BEGIN Text under study

Some Republicans are claiming that the Trumpcare bill passed by the House of Representatives is about lowering premiums and giving states flexibility. However, the congressman given credit for reviving Trumpcare, Rep. Tom MacArthur (R-NJ), admitted that the purpose of the bill is to protect the profits of insurance companies by shifting the costs of pre-existing conditions onto the taxpayers.
On the May 5th MSNBC show “For the Record with Greta,” MacArthur had this to say [emphasis mine]:
MacArthur: The reason premiums have skyrocketed over the last seven years is because pre-existing conditions are being borne by all the policyholders and millions, 23 million haven’t bought insurance so you have this, you have this less than optimal group paying for all these pre-existing conditions.
Greta: So who will be paying for all the pre-existing conditions?
MacArthur: Well we moved it from the policyholder to the much broader shoulders of the taxpayer, and that will allow everyone’s premiums to drop. That’s what I believe will happen.

END Text under study

Problem details | In the passage on Rep. Tom MacArthur and the Trumpcare bill, on which MSNBC show did MacArthur make his remarks?

BEGIN Material supplied

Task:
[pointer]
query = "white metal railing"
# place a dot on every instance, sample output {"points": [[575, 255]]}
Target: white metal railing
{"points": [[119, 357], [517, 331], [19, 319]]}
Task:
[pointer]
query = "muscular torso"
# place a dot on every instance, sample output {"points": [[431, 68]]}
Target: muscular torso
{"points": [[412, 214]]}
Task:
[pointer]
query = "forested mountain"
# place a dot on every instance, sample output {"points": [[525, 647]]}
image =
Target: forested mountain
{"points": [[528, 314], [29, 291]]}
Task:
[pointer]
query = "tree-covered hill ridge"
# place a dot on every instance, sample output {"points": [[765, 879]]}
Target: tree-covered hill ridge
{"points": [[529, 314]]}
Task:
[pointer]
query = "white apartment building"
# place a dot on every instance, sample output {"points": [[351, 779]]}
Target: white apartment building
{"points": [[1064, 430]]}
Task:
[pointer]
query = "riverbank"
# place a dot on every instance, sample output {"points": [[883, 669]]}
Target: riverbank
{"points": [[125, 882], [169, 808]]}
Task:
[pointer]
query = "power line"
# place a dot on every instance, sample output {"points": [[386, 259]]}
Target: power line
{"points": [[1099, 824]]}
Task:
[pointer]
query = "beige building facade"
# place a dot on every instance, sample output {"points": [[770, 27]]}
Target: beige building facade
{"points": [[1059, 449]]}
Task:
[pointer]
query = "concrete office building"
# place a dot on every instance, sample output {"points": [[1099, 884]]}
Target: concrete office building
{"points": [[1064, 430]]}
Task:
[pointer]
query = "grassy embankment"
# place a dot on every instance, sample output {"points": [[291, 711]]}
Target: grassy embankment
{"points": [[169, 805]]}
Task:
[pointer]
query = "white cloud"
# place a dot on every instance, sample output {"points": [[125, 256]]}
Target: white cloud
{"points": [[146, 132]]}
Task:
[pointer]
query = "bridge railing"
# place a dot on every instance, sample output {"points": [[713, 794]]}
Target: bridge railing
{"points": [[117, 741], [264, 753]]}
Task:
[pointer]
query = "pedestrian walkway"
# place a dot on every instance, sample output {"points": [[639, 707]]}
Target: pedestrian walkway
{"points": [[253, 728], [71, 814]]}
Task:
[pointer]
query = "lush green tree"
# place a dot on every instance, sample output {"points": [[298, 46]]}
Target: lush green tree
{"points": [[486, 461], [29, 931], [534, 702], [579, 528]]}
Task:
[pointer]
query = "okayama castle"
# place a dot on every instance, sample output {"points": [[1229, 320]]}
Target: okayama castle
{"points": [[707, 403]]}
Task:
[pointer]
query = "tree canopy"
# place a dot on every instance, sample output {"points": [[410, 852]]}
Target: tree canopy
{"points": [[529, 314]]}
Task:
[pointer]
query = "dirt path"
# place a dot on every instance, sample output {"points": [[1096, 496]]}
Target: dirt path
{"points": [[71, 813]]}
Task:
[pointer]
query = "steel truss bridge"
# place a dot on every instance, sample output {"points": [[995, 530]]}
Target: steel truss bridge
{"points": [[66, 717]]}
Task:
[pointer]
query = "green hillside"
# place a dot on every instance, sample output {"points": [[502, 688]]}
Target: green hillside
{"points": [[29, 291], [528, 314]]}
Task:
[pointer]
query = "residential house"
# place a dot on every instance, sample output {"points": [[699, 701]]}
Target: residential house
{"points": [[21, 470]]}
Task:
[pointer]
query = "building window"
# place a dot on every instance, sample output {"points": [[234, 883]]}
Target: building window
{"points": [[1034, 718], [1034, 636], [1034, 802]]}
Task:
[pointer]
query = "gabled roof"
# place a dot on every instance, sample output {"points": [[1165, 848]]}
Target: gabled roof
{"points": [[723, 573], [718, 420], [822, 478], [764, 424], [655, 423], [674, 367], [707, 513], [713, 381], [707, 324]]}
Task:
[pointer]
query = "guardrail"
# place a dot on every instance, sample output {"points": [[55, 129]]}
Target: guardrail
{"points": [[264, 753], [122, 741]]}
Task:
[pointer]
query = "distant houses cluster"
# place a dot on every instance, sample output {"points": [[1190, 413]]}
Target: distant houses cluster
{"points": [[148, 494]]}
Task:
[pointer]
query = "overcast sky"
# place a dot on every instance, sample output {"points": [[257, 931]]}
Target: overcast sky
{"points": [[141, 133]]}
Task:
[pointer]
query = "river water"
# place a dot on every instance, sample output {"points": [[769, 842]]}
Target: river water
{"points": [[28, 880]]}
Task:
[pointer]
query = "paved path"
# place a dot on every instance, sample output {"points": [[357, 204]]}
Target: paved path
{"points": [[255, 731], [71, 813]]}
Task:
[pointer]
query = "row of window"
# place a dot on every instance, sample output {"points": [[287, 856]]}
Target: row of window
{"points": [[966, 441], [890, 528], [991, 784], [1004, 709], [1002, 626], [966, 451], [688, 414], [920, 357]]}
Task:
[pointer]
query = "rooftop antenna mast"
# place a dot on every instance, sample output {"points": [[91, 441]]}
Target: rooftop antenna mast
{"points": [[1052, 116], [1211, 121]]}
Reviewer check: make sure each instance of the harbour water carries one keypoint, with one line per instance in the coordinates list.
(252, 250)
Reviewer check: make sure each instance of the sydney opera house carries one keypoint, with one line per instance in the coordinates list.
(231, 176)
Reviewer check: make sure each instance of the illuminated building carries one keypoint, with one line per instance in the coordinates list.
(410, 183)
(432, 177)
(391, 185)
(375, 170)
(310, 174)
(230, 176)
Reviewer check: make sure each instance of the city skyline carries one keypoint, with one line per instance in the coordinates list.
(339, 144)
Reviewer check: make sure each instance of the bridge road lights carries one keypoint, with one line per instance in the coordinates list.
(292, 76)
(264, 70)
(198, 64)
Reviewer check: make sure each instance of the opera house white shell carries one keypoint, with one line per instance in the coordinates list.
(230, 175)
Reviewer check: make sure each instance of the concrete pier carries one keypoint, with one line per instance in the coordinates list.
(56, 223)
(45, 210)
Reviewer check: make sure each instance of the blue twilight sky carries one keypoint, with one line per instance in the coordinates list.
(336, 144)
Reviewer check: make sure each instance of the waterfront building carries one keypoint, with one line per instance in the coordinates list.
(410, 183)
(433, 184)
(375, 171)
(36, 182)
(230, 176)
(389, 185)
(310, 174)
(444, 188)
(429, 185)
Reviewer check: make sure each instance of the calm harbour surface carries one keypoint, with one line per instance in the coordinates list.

END Material supplied

Expected answer | "For the Record with Greta"